### Fragmento para leer
Como en las corridas de toros, donde se sacrifica al
animal en el centro del ruedo y a la vista de todos, Nicolás Maduro Moros le
clavó en el cuello una puntilla al astado agónico eliminando el parlamento
libremente electo, mientras los banderilleros, casi todos militares de uniforme
verde oliva y escudos antimotines, lo distraían con sus capotes.
Al final el toro daba embestidas cortas como última
defensa. Pero igual terminó desplomado en la arena hecho restos mortales. El
cuerpo sin vida de la democracia lo pasearon arrastrado por el ruedo mientras
las barras de venezolanos vestidos de rojos con boinas aplaudían a rabiar. Y
los gobiernos aliados –la teocracia iraní, el neoautoritarismo ruso de Putin,
la dictadura de Erdogan en Turquía, el estatismo capitalista salvaje chino
junto al dinosaurio del comunismo cubano– aplaudieron igual. Y el Grupo de Puebla
–el último refugio de la izquierda marxista que intentó hacerse democrática,
pero no pudo– también.

### Filas
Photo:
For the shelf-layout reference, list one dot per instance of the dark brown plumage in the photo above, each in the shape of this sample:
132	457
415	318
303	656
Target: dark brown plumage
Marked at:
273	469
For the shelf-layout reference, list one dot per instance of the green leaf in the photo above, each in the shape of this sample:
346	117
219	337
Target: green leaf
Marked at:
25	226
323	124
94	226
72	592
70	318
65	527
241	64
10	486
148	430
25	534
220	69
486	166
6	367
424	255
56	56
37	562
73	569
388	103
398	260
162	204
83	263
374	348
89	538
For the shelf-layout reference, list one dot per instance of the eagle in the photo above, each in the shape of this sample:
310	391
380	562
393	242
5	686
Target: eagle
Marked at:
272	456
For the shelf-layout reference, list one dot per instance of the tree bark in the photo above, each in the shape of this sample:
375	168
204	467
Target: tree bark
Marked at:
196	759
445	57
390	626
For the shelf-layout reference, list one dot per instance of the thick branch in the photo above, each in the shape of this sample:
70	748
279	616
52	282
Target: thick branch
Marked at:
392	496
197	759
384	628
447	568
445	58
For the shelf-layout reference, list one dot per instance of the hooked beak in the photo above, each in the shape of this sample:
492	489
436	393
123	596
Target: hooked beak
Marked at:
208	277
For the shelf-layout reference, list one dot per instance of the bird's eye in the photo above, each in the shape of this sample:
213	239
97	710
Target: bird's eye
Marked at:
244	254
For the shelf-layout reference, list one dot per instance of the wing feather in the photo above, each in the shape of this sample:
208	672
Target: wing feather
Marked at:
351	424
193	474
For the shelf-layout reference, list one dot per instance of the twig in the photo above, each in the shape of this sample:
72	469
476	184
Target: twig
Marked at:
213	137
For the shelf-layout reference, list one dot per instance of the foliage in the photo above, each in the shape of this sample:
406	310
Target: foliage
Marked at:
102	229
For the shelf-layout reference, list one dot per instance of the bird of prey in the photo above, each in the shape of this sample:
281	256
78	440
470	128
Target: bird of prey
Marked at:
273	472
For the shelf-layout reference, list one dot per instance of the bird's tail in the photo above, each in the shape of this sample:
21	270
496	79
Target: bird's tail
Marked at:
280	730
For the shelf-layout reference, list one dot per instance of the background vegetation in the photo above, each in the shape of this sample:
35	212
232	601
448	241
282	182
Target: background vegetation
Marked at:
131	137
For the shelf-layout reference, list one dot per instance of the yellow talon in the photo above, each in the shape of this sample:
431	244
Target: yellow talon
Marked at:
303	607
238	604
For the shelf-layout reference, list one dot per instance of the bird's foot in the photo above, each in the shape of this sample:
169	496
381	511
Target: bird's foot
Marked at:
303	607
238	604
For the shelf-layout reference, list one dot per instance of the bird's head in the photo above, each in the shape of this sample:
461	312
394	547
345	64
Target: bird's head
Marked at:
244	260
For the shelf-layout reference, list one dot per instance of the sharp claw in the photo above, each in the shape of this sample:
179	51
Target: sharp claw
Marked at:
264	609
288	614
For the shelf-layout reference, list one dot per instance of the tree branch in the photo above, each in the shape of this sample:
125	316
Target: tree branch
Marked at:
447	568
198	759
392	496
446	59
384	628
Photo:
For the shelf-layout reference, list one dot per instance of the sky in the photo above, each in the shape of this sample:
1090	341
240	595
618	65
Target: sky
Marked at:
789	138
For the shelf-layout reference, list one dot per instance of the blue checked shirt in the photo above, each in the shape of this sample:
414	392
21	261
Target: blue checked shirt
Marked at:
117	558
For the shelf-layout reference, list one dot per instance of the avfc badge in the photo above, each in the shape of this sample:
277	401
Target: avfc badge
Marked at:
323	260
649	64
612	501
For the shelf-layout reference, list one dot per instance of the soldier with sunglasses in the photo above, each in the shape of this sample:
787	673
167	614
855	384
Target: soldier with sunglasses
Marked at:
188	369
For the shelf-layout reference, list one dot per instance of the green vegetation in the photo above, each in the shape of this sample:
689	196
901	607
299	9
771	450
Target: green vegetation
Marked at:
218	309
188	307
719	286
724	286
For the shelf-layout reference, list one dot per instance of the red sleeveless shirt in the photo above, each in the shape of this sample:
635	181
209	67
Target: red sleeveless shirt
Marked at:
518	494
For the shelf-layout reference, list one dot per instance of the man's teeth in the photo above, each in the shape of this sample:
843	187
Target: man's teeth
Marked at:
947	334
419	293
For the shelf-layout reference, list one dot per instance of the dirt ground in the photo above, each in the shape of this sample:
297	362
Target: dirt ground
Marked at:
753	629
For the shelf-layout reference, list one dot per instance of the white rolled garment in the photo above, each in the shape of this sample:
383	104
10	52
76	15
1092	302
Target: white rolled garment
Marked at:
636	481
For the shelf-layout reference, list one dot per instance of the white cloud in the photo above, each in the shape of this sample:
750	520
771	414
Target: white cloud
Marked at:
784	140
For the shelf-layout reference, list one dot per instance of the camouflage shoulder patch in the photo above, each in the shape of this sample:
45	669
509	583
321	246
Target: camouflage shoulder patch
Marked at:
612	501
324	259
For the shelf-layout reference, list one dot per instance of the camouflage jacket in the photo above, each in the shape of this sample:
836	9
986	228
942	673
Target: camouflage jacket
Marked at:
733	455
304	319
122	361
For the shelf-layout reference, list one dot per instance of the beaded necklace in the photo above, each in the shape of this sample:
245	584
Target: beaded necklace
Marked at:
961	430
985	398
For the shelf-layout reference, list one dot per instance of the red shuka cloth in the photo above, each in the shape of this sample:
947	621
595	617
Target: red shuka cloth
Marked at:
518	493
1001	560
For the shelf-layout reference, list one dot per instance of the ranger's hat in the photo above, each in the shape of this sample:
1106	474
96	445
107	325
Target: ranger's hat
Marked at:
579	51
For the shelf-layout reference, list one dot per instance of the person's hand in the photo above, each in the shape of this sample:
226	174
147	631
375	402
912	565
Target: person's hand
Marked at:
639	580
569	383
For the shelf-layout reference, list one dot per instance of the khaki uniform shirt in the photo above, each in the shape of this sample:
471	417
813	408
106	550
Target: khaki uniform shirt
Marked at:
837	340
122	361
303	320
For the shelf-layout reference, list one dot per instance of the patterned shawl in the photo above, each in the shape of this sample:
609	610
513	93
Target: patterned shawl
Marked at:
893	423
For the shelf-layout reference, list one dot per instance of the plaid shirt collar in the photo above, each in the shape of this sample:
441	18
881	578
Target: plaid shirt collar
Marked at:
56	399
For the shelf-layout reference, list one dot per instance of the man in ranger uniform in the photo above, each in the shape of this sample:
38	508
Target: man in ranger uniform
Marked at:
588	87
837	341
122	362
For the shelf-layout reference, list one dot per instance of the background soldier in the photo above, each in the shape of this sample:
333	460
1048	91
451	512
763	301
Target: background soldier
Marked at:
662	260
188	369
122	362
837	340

### Instrucción dada
Reproduce literalmente el pasaje del texto sobre Maduro y el parlamento que está entre "Al final el" y "no pudo– también.", ambos inclusive.

### Respuesta
Al final el toro daba embestidas cortas como última
defensa. Pero igual terminó desplomado en la arena hecho restos mortales. El
cuerpo sin vida de la democracia lo pasearon arrastrado por el ruedo mientras
las barras de venezolanos vestidos de rojos con boinas aplaudían a rabiar. Y
los gobiernos aliados –la teocracia iraní, el neoautoritarismo ruso de Putin,
la dictadura de Erdogan en Turquía, el estatismo capitalista salvaje chino
junto al dinosaurio del comunismo cubano– aplaudieron igual. Y el Grupo de Puebla
–el último refugio de la izquierda marxista que intentó hacerse democrática,
pero no pudo– también.